DATA SUPPLIED:
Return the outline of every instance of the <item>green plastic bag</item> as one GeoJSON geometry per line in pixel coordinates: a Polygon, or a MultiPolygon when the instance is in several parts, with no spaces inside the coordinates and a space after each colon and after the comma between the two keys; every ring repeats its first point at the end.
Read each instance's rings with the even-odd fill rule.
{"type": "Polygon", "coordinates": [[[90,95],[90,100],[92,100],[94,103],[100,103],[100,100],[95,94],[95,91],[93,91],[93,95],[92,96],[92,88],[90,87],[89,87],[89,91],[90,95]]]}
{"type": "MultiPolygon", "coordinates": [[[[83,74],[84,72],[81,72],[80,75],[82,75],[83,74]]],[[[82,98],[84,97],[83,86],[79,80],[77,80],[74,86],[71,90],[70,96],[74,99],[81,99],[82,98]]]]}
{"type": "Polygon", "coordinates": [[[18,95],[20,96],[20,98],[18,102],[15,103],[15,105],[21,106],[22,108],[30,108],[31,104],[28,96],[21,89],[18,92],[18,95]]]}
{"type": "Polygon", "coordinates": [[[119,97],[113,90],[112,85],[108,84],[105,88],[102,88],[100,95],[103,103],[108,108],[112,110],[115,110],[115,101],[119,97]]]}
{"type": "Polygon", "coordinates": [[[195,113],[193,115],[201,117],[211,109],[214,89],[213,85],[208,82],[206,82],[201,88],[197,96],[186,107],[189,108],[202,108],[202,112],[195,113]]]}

TASK TO COMPLETE:
Rewrite the entries above with "green plastic bag" changed to "red plastic bag" and every other word left the same.

EXERCISE RESULT:
Return the outline of every instance of the <item>red plastic bag</item> as one GeoJSON geometry per line in pixel coordinates: a Polygon, or a MultiPolygon when the instance is in several parts, with no spaces inside the coordinates and a space after each colon and after the comma between the two keys; every ring repeats its first point at the end.
Read each instance's rings with the even-odd fill rule.
{"type": "Polygon", "coordinates": [[[90,95],[90,100],[92,100],[94,103],[100,103],[100,100],[95,94],[95,91],[93,91],[93,95],[92,96],[92,88],[90,87],[89,87],[89,91],[90,95]]]}
{"type": "MultiPolygon", "coordinates": [[[[83,74],[84,72],[81,72],[80,75],[82,75],[83,74]]],[[[82,98],[84,97],[83,86],[79,80],[77,80],[74,86],[71,90],[70,96],[74,99],[81,99],[82,98]]]]}
{"type": "Polygon", "coordinates": [[[18,95],[20,96],[20,98],[18,102],[15,103],[15,105],[21,106],[22,108],[30,108],[31,104],[28,96],[21,89],[18,92],[18,95]]]}
{"type": "Polygon", "coordinates": [[[119,97],[113,90],[112,85],[108,84],[105,88],[102,88],[100,95],[103,103],[108,108],[112,110],[115,110],[115,101],[119,97]]]}
{"type": "Polygon", "coordinates": [[[195,113],[193,115],[201,117],[211,109],[214,89],[213,85],[208,82],[206,82],[201,88],[197,96],[186,107],[189,108],[202,108],[202,112],[195,113]]]}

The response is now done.